§ Work order
The answer must be a single number: how many lines of the records below hold the word "water".

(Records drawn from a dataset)
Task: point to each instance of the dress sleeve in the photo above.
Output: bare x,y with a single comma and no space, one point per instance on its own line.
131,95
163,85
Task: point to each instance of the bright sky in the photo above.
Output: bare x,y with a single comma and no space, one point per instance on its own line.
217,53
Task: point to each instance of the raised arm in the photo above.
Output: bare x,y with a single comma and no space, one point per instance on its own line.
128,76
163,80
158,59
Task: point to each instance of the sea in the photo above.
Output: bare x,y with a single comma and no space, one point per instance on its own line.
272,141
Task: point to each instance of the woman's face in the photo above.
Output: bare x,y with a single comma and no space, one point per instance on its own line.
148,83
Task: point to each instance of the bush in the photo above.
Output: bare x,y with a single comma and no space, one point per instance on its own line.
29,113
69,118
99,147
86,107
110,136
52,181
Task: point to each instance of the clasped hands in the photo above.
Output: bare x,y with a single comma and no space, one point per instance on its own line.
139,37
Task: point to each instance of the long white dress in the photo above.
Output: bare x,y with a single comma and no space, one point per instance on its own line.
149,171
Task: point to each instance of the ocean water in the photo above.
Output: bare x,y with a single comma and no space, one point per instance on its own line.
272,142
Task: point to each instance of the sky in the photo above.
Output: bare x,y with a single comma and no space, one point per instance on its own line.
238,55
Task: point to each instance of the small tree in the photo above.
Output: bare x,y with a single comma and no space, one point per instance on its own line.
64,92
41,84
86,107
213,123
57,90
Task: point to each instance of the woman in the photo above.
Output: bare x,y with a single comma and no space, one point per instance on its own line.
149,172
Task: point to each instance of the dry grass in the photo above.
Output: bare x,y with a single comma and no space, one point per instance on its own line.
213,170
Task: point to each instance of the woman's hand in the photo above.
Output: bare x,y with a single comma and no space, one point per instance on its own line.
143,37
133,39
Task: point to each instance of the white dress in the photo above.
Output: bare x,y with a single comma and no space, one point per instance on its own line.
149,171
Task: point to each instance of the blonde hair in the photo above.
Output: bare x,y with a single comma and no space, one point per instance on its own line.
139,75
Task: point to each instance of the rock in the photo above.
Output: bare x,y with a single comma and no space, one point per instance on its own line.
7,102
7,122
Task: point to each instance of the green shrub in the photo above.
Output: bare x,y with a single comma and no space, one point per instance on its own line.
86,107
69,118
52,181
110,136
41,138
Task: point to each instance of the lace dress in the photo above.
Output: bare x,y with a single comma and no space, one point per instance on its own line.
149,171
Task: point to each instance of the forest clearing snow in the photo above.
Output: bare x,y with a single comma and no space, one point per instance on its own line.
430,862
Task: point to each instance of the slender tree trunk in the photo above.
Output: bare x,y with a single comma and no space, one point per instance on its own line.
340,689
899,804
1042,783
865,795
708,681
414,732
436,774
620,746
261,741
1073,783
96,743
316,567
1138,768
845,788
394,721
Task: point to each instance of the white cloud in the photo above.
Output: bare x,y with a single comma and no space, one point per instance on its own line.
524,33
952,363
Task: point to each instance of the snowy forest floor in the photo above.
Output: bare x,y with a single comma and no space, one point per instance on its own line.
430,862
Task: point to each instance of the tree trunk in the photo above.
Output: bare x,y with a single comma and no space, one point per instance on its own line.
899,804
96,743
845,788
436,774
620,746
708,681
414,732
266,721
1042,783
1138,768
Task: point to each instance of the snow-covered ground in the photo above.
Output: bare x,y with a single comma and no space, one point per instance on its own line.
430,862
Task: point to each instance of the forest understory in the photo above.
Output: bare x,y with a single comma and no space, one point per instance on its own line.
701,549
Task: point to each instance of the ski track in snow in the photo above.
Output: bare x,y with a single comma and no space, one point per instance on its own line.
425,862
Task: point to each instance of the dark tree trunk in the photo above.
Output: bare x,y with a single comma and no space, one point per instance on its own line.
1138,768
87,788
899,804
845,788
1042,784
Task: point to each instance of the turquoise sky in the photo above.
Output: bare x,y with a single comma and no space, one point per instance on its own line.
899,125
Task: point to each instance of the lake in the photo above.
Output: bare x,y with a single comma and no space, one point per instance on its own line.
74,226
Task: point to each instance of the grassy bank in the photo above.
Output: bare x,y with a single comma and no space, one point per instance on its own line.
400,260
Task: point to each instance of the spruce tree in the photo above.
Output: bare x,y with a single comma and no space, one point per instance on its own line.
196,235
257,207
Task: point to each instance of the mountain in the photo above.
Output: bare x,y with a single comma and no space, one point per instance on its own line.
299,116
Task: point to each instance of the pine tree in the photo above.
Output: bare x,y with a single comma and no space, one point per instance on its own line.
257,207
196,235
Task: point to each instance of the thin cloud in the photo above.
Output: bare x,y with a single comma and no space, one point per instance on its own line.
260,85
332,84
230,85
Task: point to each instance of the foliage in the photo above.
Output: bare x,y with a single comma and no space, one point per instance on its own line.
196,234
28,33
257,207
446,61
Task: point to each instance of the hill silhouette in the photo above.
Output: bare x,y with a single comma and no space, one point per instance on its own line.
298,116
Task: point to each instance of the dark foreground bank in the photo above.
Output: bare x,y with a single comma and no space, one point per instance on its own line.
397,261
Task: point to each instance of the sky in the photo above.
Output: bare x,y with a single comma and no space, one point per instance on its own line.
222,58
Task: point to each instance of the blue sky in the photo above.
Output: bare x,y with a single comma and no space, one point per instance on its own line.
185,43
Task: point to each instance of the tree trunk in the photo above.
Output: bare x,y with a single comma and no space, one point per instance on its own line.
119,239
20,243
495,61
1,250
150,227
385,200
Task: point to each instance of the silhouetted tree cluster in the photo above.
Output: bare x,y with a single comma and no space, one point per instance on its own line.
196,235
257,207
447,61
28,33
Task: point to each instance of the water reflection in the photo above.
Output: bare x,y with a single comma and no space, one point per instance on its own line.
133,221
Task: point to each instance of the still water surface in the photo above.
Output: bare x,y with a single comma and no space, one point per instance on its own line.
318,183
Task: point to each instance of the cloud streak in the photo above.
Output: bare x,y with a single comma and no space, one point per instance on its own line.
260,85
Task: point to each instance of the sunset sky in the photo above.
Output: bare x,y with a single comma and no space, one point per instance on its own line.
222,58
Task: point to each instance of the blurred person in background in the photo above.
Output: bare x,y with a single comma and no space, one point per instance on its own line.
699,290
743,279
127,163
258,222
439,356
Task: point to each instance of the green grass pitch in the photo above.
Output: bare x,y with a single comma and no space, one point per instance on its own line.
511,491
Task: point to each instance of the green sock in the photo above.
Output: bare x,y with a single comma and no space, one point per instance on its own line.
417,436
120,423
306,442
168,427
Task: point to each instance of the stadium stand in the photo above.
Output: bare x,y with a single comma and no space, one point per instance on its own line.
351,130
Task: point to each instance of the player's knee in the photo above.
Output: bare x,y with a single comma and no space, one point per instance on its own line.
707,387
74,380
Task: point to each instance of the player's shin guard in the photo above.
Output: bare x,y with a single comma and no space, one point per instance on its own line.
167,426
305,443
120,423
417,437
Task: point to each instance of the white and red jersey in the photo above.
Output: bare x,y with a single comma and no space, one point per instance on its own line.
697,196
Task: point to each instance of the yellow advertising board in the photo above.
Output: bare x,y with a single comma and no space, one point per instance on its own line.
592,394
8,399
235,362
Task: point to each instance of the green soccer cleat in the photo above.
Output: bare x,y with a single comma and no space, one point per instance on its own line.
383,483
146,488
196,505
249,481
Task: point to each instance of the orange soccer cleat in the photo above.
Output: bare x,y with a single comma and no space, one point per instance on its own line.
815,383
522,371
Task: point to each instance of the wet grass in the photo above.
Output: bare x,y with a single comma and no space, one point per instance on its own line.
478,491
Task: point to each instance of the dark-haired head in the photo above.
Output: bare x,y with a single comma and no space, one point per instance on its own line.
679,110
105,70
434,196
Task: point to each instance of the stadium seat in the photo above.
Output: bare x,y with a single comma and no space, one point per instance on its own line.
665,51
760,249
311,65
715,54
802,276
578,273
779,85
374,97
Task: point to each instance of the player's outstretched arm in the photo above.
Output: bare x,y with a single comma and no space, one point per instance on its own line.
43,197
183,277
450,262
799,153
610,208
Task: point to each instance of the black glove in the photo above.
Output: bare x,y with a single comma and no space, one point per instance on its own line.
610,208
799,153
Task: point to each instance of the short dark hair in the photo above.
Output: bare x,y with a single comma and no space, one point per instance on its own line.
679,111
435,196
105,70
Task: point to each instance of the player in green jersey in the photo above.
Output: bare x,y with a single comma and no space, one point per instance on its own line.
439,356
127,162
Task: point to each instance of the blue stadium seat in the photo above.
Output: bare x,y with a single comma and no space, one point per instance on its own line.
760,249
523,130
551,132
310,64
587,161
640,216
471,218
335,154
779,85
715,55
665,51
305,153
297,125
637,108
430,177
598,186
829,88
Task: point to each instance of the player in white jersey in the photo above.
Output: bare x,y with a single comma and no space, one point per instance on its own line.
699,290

§ Your response
3